指示 1 :: 以下のリストの全行で「grey patch」を「dark spot」に置き換えてください。それ以外の部分はそのまま残してください。

━━━ 提供テキスト

佐々木 司さん
インタビュー公開日:2021.03.16

イレギュラーな動きにも対応する
4トン車の配送ドライバーとして。
「トラック、どこに止めれば良いですか?」、「荷物を下ろす場所はどちらでしょう?」。初めて訪問する物流センターや倉庫では、とにかく誰かに声をかけて聞く。それが、配送ドライバーである佐々木司さんのスタイルなのだそうです。
「わからなくて……と素直に話せば、丁寧に教えてもらえます。知ったかぶりをして迷ってしまい、ウロウロするくらいなら、初めから聞く。自分はそうしています」
4トン車のハンドルを握り、さまざまな物を運んでいる佐々木さん。荷物を無事に届けることがミッションですが、人と人とのつながりが大切な仕事でもあるのだと話します。
同社の配送には、決まったお客様の荷物を運ぶ「チャーター」と、固定した顧客を持たずに動く「フリー」というスタイルがあるそうです。佐々木さんは現在、フリーとして業務をしており、まだ担当者が決まっていない新規のお客様の荷物や、イレギュラーな配送、また、他のドライバーのヘルプで走ることもあります。
「実は昨日も、体調不良のドライバーに代わって深夜から朝まで荷物を運び、少し前に戻ってきたところです」
少し眠そうですが、どこか充実した表情も垣間見える佐々木さんです。
車体は大きいけれど視界は良好。
意外にも扱いやすいトラック。
郵便配達の契約社員、カラオケ店・焼肉店の店舗運営、ウェイター……。高校卒業後、佐々木さんはさまざまな職業を経験してきました。
「郵便配達は10年ほど続けましたし、その後の接客系の仕事も、どれもおもしろさを感じるものでした。ただ、将来的なことを考えようになり、自分にとって、落ち着いて長く続けられる仕事は何かと検討するなかで浮かんだのが運送関連の仕事だったんです」
郵便局時代、軽バンに乗って小包などを配送する仕事が楽しかったこと。その延長線上で、トラックの運転に憧れを抱いていたことが、この分野に目が向いた直接のきっかけだったそうです。もっとも、トラックの運転は未経験。先輩への同乗、先輩に助手席に乗ってもらっての指導を経て独り立ちしましたが、最初は怖さもありました。
「4トン車は決して大きい方ではありませんが、乗用車よりは幅も長さもあるので、感覚がつかめなかったんですね」
それでも乗ってみれば、高さがあるので視界が良く、バックミラーの遠近感さえつかめれば、意外に扱いやすいことがわかったと佐々木さん。不安な場合は一旦下車して障害物などからの距離を目視で確認しながら車両を動かしているそうです。何ごとも慎重に。それも、佐々木さんのモットーです。

━━━━━━
━━━ 課題資料

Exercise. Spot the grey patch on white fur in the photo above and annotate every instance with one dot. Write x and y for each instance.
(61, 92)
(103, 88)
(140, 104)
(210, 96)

━━━━━━

指示 2 :: 上のトラック配送ドライバーのインタビュー記事の続きを、最後の文の後から書いてください。

解答 1 ::
Exercise. Spot the dark spot on white fur in the photo above and annotate every instance with one dot. Write x and y for each instance.
(61, 92)
(103, 88)
(140, 104)
(210, 96)

解答 2 ::
最初に担当したのは農産物の運搬。
傷まないよう、積み方にもコツが。
ドライバーとして独り立ちし、佐々木さんが最初に担当した仕事は、札幌と道北の当麻町を往復するチャーター便。積荷は農産物でした。
「特産の『でんすけすいか』をはじめ、地域の農産物を積み込み、札幌市中央卸売市場へと届ける仕事でした。昼ごろに札幌を出発して集荷場へと向かい、積み込み。夜中に走って戻り朝、市場に下ろします」
最盛期には300個ものすいかを、手積みでトラックに載せ、下ろす作業に大変さを感じたそうですが、それもコツをつかむまでだったと佐々木さん。
「瞬間的には大変でも、コツコツとこなせばやがて終わります。それを実感できるようになると、淡々と仕事に向かえるようになりました。もっとも、積み方には細心の注意が必要ですが」
傷まないよう葉物は根菜の上に載せる、荷崩れが起きないようにしっかり並べるなど、積み込みにはコツが必要。また、急ブレーキ・急ハンドルを避け、路面が凸凹ならバウンドさせないよう、運転が求められるのだといいます。そんな苦労の一方で、規格外のレタスやメロンなどを「食べて!」と渡されることも。
「うれしかったですね。でも、私はメロンが苦手で……」
いたずらっぽく笑う佐々木さんです。
どこに行っても待っている人がいる。
そこでの触れ合いがこの仕事の魅力。
フリーになると、夕方になるまで、翌日はどこへ行くのかわかならいのだといいます。それは、臨機応変に対応できる実力が身に付いてきたという証とも言えそうです。
「たとえどこに行っても、そこには人がいて、会話が生まれる。顔見知りが増え、仲良くなれたりもする。そんな人との触れ合いが配送の仕事の魅力だと感じますし、楽しいと思えるところなんです」
家電量販店やドラッグストアのチャーターを担当し、倉庫や配送センターから店舗へ商品を運んだり、店頭から商品を下げたりという業務も行ってきた佐々木さん。その時に顔なじみになった担当が、フリーとしてたまたま立ち寄った際、声を掛けてくれることもあるそうで、そうやって覚えていてくれることが、うれしい瞬間なのだと話してくれました。
「ドラッグストアに花を届けたら、売れ行きがよくてちょうど欠品していたところで、とても喜んでもらえて。下ろした途端に、さっそく一苗、売れたんです。待っていてくれる人がいる、というのはいいものですね」
と感慨深げな佐々木さんからは配送の現場の温かなようすが伝わってきます。
ハンドルを握るのは1日3、4時間。
無理なスケジュールは一切なし!
フリーの業務は不規則で、真夜中や早朝からの配送業務もあります。一方で、早朝に出勤して昼には終了というパターンも珍しくなく、無理なスケジュールが組まれることはないと、佐々木さんは話します。
「ハンドルを握っている時間も、1日3、4時間あれば多い方。走行距離もおおむね100キロ未満です。それ以外は、荷物の積み下ろしや、待機をしているケースが大半ですね」
もっとも、冬のシーズンになると、メーカーの倉庫から全国の販売店にスタッドレスタイヤを運ぶ、といった長距離の業務もあります。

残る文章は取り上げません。